+++ DOCUMENT TEXT
On June 7th, 1917, 19 of the mines were detonated within half a minute. When the explosions took place more than a million pounds of explosives were backed into the underground chambers along seven miles dug by the miners in an attack that killed 6,000 German troops. The bang was heard as far away as Downing Street in London, buildings within a 30-mile radius shook, and even seismographs in Switzerland were able to register a small earthquake. General Sir Herbert Plumer’s Second Army took the ridge, and the Battle of Messines was considered the most successful local operation of World War One after all initial objectives were taken within just three hours.
++++++
+++ SOURCE MATERIAL
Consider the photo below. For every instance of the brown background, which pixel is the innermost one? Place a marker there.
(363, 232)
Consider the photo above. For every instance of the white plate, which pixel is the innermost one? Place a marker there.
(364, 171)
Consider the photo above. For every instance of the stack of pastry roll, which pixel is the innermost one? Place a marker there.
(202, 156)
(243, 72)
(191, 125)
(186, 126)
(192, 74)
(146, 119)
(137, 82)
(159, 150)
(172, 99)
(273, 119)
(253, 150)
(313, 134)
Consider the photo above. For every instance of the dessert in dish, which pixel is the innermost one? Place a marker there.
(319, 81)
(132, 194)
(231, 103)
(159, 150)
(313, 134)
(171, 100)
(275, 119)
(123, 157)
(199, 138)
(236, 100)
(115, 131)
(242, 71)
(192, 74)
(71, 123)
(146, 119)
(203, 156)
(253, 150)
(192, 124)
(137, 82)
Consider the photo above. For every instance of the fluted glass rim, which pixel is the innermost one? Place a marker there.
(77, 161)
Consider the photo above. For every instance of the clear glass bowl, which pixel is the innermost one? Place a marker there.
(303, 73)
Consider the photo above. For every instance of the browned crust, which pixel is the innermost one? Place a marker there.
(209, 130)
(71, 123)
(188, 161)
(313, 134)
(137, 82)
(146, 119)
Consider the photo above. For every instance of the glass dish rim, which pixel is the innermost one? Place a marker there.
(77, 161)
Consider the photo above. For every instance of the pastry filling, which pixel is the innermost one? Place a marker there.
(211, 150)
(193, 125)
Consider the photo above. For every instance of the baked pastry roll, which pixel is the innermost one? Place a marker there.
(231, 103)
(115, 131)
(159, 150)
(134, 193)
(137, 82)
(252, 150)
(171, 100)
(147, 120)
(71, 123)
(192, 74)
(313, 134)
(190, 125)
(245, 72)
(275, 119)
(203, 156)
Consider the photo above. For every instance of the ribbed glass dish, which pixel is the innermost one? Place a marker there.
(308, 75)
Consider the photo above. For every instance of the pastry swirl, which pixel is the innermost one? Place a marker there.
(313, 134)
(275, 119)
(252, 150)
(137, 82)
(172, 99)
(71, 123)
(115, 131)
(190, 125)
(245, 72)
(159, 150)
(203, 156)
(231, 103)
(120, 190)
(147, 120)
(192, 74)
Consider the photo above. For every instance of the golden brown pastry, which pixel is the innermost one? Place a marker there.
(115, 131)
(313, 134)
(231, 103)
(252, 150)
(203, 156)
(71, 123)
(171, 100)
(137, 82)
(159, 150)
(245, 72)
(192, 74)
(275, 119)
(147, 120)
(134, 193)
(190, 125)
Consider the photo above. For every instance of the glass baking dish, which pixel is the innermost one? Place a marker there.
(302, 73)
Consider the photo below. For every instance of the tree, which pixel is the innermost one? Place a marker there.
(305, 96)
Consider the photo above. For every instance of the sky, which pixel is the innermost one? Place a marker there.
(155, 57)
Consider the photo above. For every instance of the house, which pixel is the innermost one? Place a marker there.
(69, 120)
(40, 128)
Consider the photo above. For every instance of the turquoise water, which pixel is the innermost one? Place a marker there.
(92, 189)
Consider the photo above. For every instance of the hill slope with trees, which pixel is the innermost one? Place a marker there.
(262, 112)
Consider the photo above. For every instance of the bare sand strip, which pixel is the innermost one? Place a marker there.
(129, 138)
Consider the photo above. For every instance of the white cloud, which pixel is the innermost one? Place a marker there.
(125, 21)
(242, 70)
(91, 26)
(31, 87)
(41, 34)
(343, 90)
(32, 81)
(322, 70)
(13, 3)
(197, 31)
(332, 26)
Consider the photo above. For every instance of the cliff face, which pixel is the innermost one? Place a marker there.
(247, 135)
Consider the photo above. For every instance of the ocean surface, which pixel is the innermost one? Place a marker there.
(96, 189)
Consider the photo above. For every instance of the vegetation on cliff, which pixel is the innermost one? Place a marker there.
++++++
[WHAT IS BEING ASKED]
Carry the passage on the Messines mines forward, starting after its last sentence. The listing has nothing to do with the passage on the Messines mines.

[OUTPUT OF THE TASK]
However six mines were not used, one 20,000lb mine called Peckham ended up being abandoned due to a tunnel collapse before the operation began, and four on the southern edge ended up not being necessary. The sixth was planted under a ruined farm called La Petite Douve but was discovered by German forces in a counter-mining attack on 24 August 1916 so was never used. One of the four unused mines exploded after 38 years in 1955, believed to have been triggered by a lightening strike.

After the war, La Petite Douve was rebuilt and later renamed. The mine sat almost forgotten for years. Farmer Roger Mahieu told The Telegraph in 2004, “It doesn’t stop me sleeping at night. It’s been there all that time, why should it decide to blow up now?”

The unused Peckham mine is also located underneath a farmhouse on the Messines Ridge.